*RECORD LIST:*
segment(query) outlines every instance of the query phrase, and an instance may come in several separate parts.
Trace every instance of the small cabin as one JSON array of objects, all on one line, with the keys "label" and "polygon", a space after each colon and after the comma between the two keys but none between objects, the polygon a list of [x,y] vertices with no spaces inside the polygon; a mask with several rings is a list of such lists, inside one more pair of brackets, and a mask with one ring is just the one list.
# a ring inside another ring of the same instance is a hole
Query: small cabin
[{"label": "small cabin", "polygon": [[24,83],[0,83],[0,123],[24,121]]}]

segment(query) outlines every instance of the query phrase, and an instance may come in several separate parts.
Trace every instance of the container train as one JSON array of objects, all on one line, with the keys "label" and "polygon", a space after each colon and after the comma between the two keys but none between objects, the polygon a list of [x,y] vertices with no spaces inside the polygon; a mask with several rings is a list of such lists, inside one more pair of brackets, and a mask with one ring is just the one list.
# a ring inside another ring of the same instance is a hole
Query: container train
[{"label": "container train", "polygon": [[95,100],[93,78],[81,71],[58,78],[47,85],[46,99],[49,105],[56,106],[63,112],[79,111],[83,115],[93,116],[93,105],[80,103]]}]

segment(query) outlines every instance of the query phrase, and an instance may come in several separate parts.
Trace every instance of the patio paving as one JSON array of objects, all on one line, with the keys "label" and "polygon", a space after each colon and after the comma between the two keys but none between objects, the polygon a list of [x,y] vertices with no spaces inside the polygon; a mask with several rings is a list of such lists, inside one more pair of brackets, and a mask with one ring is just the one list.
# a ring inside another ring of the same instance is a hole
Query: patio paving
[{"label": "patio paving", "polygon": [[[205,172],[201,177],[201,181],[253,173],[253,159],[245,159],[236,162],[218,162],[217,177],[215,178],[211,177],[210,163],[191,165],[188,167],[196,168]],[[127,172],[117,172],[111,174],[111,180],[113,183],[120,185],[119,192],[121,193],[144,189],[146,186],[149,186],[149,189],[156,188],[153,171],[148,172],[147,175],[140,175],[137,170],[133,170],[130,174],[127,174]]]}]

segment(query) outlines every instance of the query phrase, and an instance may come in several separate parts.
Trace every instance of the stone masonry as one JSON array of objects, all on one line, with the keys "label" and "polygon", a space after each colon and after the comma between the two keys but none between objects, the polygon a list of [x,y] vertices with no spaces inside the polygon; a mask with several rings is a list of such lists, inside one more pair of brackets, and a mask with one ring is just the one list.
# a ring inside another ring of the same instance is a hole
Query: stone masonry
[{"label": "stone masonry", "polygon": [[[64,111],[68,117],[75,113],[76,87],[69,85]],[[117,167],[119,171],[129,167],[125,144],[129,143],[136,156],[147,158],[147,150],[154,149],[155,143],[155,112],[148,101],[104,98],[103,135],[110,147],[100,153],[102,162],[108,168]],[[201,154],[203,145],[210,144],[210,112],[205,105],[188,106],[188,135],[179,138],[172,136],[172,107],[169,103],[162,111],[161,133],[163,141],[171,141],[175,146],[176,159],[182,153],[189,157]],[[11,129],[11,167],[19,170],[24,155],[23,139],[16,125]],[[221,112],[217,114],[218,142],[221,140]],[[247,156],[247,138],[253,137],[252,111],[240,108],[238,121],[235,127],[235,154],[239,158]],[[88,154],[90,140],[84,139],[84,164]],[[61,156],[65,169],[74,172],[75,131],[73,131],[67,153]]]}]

*AIM OF THE EXERCISE:* Count the lines of the data above that contain the string "paving", matching case exactly, and reply with the number alone.

*PROBLEM SOLUTION:* 3